TASK ITEM: In the listing below, find the line containing "Teacher note: locate the blue" and the line containing "Teacher note: locate the person". Repeat exactly those two lines and every line between them.

EXERCISE INPUTS:
************
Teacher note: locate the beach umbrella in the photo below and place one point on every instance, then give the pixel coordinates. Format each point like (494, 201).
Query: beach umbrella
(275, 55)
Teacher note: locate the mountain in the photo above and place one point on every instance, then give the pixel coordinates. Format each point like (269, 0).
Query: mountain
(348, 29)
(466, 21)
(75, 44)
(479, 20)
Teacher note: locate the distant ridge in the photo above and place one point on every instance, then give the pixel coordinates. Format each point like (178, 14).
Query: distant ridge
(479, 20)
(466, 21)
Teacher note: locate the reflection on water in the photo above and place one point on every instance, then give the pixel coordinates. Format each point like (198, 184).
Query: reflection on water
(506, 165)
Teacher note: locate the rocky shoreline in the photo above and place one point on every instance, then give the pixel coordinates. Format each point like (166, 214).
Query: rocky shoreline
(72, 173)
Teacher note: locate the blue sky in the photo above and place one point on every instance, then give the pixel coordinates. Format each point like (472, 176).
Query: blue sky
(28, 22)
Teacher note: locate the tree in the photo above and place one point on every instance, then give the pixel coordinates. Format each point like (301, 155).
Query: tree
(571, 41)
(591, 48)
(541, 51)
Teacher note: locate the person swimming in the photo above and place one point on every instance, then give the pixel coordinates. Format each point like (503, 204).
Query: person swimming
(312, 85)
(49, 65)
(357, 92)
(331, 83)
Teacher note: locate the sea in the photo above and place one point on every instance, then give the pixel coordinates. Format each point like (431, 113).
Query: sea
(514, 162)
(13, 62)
************
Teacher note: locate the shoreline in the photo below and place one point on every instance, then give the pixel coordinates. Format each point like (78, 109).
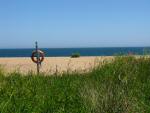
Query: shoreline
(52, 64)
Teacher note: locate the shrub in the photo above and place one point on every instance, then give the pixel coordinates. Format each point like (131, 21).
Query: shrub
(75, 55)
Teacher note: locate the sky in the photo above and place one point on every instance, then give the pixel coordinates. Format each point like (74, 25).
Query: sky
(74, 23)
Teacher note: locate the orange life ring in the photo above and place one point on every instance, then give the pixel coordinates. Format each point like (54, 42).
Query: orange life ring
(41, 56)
************
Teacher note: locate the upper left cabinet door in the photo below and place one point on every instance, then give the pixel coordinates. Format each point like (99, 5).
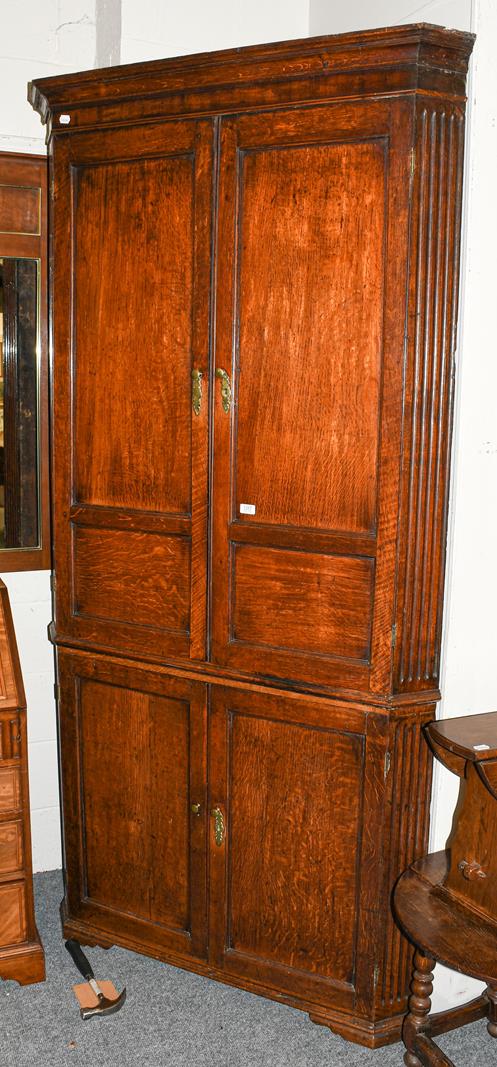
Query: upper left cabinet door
************
EXPECTED ANSWER:
Teacher note: locate the blue sky in the photo above and place one point on every instance, then give the pixel coordinates. Format each point like (472, 176).
Query: blue sky
(28, 22)
Teacher note: locate the tree in the photo above and place one point on every instance, then give the pixel coordinates. Format each point like (301, 155).
Query: tree
(571, 41)
(591, 48)
(541, 51)
Teacher note: locate the person swimming in the photo above and place one point on every instance, then give the pixel coordinates. Format each point like (503, 204).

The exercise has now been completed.